### EXERCISE GOAL
The lines from the start of the records below through the line containing "Q: Locate the concrete support" are to be copied exactly, both ends included, with nothing added.

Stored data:
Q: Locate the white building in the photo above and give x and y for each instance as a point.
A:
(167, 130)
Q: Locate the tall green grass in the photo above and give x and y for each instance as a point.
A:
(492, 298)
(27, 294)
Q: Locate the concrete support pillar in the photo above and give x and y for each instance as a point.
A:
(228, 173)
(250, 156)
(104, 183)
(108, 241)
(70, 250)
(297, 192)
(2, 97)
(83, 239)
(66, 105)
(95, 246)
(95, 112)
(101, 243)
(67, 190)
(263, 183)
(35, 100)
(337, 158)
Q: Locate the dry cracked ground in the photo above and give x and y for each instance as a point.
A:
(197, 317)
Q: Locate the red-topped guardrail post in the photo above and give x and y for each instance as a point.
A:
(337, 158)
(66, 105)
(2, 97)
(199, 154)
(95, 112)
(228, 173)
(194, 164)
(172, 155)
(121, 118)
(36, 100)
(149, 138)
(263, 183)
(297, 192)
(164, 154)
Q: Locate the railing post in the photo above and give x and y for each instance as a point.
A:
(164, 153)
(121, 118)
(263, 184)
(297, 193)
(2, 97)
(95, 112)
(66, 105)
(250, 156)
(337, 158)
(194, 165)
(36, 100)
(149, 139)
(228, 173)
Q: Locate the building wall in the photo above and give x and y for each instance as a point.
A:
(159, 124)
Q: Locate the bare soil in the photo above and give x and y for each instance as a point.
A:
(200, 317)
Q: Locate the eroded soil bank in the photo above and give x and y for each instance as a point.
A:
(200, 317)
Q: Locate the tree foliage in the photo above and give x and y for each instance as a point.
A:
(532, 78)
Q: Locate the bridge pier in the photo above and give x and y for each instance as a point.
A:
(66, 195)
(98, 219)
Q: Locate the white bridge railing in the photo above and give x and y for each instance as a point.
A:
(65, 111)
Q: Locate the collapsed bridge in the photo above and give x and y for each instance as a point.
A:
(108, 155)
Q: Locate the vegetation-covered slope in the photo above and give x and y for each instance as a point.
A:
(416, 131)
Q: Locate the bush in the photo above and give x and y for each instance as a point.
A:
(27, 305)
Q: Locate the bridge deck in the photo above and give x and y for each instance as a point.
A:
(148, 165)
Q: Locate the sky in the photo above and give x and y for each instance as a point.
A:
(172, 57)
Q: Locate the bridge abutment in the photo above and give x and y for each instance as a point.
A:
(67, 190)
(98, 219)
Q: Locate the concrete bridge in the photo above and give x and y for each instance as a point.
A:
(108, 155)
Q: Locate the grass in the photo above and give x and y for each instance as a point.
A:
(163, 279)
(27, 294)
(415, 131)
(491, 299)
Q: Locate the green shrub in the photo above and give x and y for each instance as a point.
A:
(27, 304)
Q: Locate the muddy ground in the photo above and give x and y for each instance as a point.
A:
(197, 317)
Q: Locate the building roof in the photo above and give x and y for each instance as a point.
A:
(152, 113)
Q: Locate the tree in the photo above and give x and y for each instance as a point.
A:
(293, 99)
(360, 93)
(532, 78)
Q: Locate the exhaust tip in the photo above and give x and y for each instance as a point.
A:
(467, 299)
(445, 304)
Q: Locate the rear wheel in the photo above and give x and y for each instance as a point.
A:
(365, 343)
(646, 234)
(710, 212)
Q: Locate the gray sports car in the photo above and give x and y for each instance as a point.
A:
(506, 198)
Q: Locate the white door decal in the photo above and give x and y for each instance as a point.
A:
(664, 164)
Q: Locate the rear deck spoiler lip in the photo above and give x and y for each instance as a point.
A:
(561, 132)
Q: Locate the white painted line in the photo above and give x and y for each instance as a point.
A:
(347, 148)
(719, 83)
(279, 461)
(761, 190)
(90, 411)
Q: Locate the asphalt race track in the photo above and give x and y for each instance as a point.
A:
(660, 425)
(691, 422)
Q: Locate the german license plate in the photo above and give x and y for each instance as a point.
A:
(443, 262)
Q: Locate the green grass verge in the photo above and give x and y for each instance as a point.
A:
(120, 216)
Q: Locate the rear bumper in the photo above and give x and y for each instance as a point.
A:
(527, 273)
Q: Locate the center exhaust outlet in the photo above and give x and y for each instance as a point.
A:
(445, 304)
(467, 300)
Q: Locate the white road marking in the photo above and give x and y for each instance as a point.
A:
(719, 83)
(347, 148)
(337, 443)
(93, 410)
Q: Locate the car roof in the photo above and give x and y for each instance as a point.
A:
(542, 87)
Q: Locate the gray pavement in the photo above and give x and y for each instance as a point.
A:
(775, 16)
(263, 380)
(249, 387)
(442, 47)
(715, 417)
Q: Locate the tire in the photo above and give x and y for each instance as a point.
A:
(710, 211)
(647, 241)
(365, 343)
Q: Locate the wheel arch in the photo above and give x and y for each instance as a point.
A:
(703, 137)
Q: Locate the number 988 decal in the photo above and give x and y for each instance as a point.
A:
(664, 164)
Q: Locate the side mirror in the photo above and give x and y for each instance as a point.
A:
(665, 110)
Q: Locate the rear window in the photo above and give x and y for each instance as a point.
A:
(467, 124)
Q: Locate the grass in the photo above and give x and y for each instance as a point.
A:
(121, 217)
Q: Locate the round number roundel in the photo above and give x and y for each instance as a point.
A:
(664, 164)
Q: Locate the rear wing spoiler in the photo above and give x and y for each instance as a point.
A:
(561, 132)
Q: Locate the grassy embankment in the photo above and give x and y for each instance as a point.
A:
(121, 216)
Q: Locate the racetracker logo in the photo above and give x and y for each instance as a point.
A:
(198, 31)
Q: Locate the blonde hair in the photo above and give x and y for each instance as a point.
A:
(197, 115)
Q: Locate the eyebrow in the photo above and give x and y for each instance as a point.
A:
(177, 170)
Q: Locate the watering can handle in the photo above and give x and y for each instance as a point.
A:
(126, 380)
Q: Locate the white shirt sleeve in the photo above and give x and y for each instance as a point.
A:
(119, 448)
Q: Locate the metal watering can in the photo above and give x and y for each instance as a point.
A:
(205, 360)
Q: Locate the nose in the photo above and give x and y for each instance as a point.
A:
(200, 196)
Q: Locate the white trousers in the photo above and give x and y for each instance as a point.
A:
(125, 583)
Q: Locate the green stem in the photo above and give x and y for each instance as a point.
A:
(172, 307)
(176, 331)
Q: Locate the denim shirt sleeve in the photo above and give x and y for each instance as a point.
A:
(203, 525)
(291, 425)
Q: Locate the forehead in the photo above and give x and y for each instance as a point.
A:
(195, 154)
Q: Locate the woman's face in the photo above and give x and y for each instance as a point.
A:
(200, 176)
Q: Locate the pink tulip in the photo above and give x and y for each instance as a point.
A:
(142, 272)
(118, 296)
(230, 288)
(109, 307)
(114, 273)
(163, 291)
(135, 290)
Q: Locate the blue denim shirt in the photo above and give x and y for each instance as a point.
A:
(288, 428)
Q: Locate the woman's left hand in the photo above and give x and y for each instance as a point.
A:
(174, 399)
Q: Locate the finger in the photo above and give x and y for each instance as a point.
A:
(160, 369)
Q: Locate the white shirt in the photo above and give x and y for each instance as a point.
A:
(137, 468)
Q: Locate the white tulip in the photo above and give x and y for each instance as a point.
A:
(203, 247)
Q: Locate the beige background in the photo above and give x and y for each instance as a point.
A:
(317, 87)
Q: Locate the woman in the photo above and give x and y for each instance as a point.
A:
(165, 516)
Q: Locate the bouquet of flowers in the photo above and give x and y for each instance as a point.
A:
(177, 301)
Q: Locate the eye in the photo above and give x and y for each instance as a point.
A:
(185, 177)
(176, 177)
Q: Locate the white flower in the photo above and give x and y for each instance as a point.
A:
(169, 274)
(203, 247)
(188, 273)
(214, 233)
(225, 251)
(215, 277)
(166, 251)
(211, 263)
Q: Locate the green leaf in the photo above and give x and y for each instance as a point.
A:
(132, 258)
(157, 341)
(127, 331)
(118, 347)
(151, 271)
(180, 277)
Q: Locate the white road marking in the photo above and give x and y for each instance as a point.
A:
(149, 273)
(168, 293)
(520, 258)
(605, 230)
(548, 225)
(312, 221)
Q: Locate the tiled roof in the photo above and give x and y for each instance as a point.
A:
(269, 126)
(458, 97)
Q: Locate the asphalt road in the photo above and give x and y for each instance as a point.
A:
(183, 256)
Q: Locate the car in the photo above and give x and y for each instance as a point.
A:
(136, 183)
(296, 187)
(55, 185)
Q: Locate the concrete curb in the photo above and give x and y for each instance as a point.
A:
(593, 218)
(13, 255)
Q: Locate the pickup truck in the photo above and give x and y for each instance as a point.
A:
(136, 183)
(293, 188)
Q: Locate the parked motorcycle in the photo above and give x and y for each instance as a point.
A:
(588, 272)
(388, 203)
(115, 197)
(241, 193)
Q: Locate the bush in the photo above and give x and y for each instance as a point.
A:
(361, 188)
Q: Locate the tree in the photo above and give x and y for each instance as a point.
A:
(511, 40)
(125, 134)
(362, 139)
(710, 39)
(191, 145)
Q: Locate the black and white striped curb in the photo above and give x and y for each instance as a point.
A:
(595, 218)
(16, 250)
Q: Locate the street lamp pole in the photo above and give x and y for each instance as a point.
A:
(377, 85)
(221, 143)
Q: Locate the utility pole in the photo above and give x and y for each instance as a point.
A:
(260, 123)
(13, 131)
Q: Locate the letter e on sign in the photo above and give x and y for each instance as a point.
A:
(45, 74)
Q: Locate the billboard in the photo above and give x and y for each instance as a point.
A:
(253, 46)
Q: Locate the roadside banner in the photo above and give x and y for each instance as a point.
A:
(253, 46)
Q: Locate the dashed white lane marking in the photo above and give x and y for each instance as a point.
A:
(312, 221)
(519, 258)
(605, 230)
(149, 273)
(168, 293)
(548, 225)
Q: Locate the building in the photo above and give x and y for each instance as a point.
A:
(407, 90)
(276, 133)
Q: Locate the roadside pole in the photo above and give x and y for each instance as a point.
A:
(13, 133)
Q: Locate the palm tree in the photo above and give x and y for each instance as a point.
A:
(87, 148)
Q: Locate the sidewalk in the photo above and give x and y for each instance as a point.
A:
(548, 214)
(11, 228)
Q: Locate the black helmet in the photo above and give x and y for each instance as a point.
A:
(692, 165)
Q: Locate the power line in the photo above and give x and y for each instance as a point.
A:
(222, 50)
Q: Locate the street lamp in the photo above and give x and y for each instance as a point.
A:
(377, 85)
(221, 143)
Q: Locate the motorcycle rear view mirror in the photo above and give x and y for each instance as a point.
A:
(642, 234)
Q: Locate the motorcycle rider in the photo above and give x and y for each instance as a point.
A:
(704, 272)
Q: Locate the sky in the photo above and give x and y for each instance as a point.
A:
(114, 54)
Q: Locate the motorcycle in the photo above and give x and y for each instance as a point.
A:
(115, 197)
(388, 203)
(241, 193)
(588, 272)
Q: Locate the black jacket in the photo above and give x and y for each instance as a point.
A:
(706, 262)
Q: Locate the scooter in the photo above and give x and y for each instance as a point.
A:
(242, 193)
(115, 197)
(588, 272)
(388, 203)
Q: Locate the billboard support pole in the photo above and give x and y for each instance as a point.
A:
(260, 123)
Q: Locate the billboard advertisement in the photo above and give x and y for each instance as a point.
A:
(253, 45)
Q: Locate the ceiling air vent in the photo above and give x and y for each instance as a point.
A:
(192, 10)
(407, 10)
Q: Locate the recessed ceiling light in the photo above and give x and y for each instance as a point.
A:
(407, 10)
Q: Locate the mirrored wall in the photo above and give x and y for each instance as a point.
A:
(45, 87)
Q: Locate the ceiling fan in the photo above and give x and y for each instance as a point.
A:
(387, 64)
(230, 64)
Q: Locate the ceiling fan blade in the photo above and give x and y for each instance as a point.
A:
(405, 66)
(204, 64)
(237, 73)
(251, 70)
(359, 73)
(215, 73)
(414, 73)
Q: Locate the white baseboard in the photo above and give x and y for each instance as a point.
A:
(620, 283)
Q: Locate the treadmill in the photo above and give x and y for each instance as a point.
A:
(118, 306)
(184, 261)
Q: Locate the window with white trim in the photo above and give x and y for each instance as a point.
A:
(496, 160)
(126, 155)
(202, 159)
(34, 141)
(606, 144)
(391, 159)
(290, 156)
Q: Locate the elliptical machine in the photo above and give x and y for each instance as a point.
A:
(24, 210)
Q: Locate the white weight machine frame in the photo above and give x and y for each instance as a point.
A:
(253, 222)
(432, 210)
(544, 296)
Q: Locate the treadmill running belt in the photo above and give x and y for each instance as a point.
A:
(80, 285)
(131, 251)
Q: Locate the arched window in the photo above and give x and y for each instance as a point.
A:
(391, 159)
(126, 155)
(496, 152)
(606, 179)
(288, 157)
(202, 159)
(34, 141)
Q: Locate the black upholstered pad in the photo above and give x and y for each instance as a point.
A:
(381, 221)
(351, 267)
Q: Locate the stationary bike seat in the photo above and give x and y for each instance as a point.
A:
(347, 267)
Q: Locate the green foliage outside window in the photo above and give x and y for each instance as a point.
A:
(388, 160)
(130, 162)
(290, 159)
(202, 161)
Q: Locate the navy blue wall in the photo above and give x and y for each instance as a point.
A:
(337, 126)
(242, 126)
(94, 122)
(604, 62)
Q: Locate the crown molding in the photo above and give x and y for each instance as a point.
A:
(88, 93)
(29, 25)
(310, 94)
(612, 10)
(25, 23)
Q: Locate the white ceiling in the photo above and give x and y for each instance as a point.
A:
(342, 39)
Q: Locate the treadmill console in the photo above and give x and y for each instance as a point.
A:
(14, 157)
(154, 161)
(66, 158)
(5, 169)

### EXERCISE SOLUTION
Q: Locate the white building in the photo above and give x and y for each instance as a point.
A:
(167, 130)
Q: Locate the tall green grass in the photo above and give x and y for each instance as a point.
A:
(492, 298)
(27, 294)
Q: Locate the concrete support pillar in the photo above and give x and y for each instance as a point.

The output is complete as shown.